Il cane di Adieu au langage è incarnazione del conflitto tra coscienza naturale (quindi, a-verbale) e narrazione, una contesa che oppone autenticità e falsificazione. Nella complessa partitura organizzata da Godard, infatti, solo al cane si addice la parola tendresse, la stessa con la quale la mdp lo insegue con un rispetto addirittura traboccante, che consente di cogliere l'animale nella sua sacra identità (in un film tanto iconoclasta!) proprio mentre l'immagine fugge a se stessa; un fatto filmico che, secondo me, non ha eguali sino ad oggi e che trascende l'omaggio a Jack London (uno dei moltissimi autori citati nel film) per trovare ragione, certamente, anche nella dimensione personale, umana di Godard. Forse proprio qui si dimostra che pure il grado zero del linguaggio è, comunque, linguaggio: forma e contenuto, insomma, persistono dopo la loro deliberata distruzione.

★ ★ ★ ★ ★

» **COSA FARE**:
• 1. Secondo il testo su Adieu au langage, quale parola si addice soltanto al cane?
• 2. Scrivi il seguito del testo sul cane di Adieu au langage, cominciando subito dopo la sua ultima frase.
Le righe qui sotto non hanno alcun legame con il testo fornito.

★ ★ ★ ★ ★

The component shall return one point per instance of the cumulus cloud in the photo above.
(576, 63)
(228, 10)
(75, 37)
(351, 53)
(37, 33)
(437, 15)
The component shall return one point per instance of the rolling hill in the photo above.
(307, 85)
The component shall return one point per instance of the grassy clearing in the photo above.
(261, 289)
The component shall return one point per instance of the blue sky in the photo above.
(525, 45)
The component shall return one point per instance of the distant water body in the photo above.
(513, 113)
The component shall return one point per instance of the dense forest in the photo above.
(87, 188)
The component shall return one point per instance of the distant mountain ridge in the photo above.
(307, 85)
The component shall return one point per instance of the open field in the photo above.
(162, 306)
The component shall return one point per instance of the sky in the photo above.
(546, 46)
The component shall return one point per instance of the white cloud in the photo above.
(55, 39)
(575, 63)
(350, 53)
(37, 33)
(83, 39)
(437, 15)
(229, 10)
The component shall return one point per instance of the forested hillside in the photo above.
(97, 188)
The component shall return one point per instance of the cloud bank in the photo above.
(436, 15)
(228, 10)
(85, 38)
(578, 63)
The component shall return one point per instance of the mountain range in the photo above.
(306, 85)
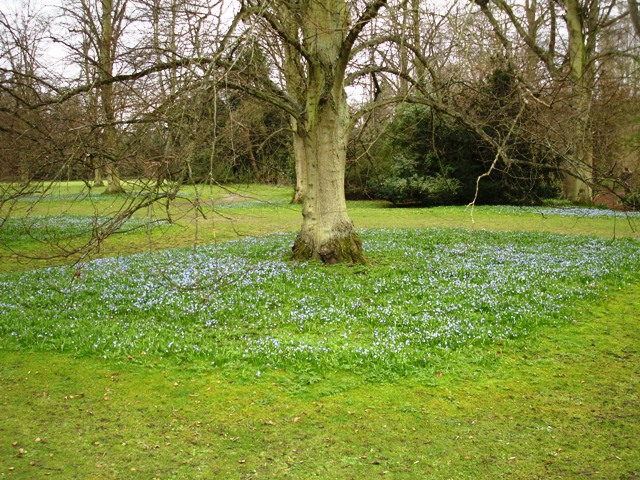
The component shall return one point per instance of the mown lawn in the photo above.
(490, 351)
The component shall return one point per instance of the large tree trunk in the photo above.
(327, 232)
(579, 167)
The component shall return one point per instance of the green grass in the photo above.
(489, 351)
(561, 405)
(238, 211)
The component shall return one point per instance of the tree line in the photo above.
(414, 101)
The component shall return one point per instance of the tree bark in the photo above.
(579, 169)
(327, 232)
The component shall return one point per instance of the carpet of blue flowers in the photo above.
(426, 291)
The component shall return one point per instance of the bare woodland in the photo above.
(168, 92)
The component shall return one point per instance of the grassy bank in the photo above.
(506, 347)
(561, 405)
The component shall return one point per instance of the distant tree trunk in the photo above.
(579, 171)
(635, 15)
(107, 45)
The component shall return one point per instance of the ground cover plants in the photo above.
(244, 302)
(456, 353)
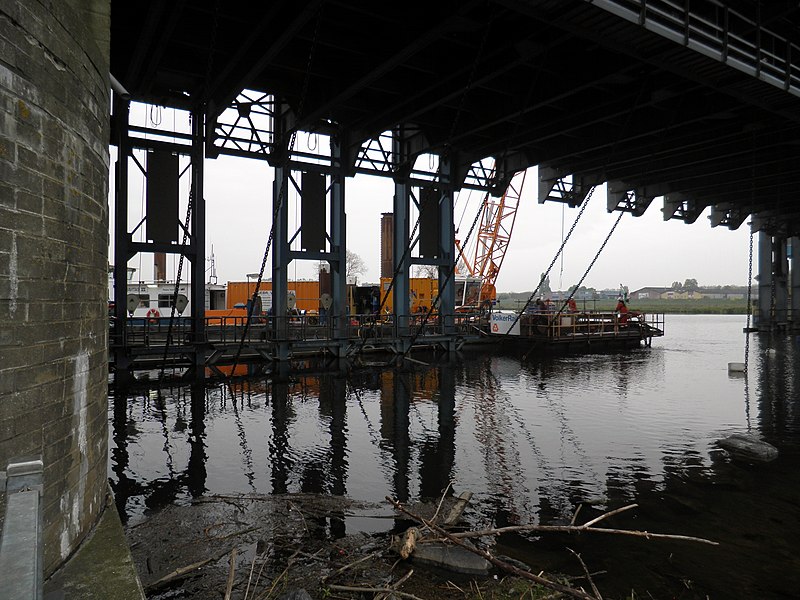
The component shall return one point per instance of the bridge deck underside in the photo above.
(563, 84)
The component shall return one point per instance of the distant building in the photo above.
(728, 292)
(649, 293)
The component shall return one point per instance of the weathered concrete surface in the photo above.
(54, 131)
(748, 447)
(101, 569)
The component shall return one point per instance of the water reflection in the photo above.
(532, 439)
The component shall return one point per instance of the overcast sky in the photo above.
(643, 251)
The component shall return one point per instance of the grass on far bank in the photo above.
(701, 306)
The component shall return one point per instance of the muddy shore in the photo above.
(280, 545)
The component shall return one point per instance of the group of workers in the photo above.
(546, 306)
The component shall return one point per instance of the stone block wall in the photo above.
(54, 132)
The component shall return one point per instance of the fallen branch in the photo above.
(588, 575)
(182, 572)
(353, 588)
(394, 586)
(231, 573)
(435, 516)
(580, 529)
(495, 561)
(350, 566)
(458, 509)
(410, 538)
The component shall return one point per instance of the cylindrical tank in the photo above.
(387, 245)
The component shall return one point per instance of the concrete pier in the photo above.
(54, 132)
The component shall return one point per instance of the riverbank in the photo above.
(265, 547)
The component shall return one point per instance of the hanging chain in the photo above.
(749, 300)
(385, 295)
(174, 297)
(435, 302)
(772, 315)
(591, 264)
(553, 262)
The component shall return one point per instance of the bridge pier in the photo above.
(773, 283)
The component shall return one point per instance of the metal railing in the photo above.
(143, 332)
(21, 547)
(590, 324)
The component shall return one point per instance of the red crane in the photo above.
(483, 261)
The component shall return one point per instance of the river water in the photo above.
(533, 440)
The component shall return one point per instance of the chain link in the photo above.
(174, 298)
(749, 304)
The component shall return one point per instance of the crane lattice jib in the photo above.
(494, 235)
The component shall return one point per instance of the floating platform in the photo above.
(576, 332)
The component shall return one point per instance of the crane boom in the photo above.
(494, 235)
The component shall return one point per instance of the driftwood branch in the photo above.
(231, 573)
(350, 566)
(581, 529)
(458, 509)
(182, 572)
(410, 538)
(588, 575)
(495, 561)
(371, 590)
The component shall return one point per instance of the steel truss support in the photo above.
(121, 115)
(622, 197)
(401, 259)
(338, 237)
(679, 206)
(447, 234)
(557, 186)
(124, 246)
(197, 244)
(282, 253)
(794, 314)
(253, 124)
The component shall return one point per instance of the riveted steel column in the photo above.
(794, 252)
(121, 108)
(280, 252)
(401, 255)
(447, 299)
(780, 271)
(338, 243)
(764, 280)
(198, 243)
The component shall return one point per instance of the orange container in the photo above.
(306, 293)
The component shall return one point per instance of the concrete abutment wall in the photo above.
(54, 132)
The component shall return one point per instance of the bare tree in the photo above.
(354, 266)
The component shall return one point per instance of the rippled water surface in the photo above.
(532, 439)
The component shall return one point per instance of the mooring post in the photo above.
(21, 548)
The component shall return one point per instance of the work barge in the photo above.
(251, 346)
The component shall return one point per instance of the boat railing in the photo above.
(591, 324)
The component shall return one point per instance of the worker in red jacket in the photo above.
(622, 312)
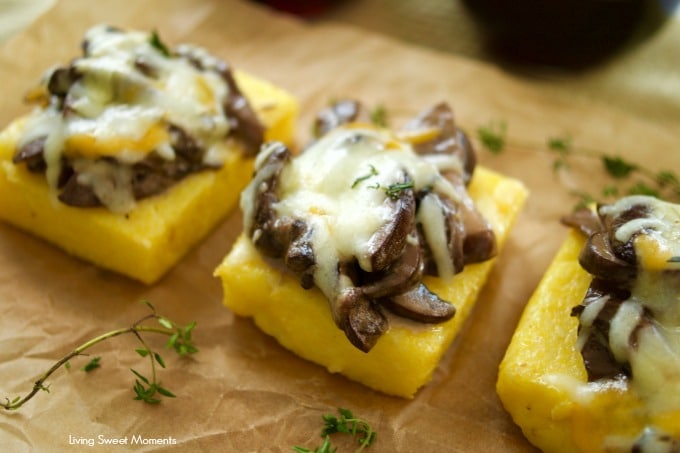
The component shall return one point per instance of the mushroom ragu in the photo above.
(363, 213)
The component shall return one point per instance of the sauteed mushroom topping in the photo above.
(629, 320)
(363, 213)
(130, 118)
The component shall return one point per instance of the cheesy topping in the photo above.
(351, 168)
(122, 100)
(644, 330)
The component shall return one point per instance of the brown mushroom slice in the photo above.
(480, 241)
(420, 304)
(585, 220)
(598, 259)
(442, 232)
(399, 276)
(388, 242)
(362, 322)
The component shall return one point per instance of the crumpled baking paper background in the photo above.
(242, 391)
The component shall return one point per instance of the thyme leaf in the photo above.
(147, 389)
(617, 167)
(92, 364)
(157, 44)
(493, 136)
(345, 423)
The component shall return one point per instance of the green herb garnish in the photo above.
(157, 44)
(394, 190)
(373, 172)
(91, 365)
(346, 423)
(146, 389)
(379, 116)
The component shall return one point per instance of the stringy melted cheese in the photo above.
(654, 355)
(337, 187)
(655, 360)
(117, 110)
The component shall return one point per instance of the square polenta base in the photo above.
(542, 378)
(405, 357)
(148, 241)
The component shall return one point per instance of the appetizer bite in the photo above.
(135, 150)
(594, 364)
(365, 253)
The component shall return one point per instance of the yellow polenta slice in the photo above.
(543, 382)
(146, 242)
(405, 357)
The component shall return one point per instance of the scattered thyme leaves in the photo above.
(493, 136)
(147, 389)
(157, 44)
(326, 447)
(91, 365)
(372, 173)
(345, 423)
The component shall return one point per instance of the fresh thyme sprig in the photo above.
(146, 389)
(346, 423)
(373, 172)
(625, 177)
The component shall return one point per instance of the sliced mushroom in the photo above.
(387, 243)
(33, 154)
(420, 304)
(245, 125)
(449, 138)
(270, 234)
(399, 276)
(585, 220)
(340, 112)
(362, 322)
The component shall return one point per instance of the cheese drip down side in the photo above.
(630, 326)
(129, 118)
(347, 216)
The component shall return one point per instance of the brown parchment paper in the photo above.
(242, 391)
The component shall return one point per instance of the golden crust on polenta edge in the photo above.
(320, 220)
(116, 110)
(594, 364)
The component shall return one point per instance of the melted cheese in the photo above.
(337, 187)
(652, 346)
(127, 95)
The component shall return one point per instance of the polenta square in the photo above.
(593, 364)
(404, 354)
(135, 151)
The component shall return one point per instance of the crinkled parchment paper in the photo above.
(242, 391)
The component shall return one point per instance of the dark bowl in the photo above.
(567, 33)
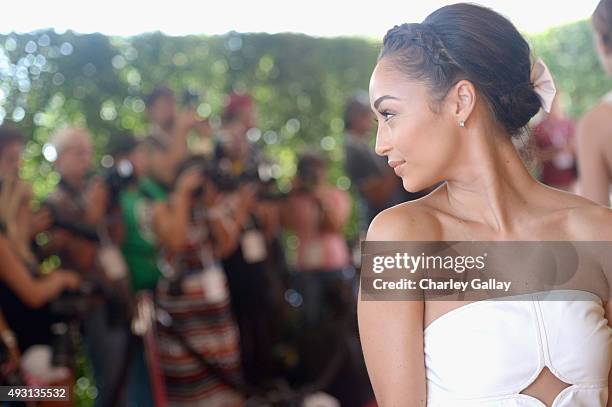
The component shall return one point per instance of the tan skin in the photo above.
(594, 147)
(376, 189)
(489, 196)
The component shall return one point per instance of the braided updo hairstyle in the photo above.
(466, 41)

★ ★ ★ ★ ★

» **RISPOSTE PER COMPITO**:
• 1. Tendresse.

• 2.
La coppia uomo-donna, poi, non è tale perché ciò significherebbe dotarla, e quindi dotarsi - sebbene in abbozzo - di un senso narrativo, di un plot; è, invece, incarnazione di maschile e femminile, nella dialettica ermeneutica di soggetto/oggetto, portata dalla dimensione ancorata ai frammenti di libri e parole a quella della nudità che cancella i visi, in un tracciato ellittico: dalla Metafora alla Natura. 
L'esperienza sensoriale del 3D del Godard ricercatore, eternamente moderno, è soprattutto un'aggressione alla visione: immagini sovraesposte, distorte, saturate, percezioni dissociate che si scontrano e annullano con musica e dialoghi capaci di sottomettere l'immagine correndo su piste diverse. Partitura impossibile da cogliere con una sola visione; forse è questa la più sincera rivalsa del linguaggio nel corpo a corpo che sulla tela del cinema ha ingaggiato Godard.
Ah Dieux, oh langage!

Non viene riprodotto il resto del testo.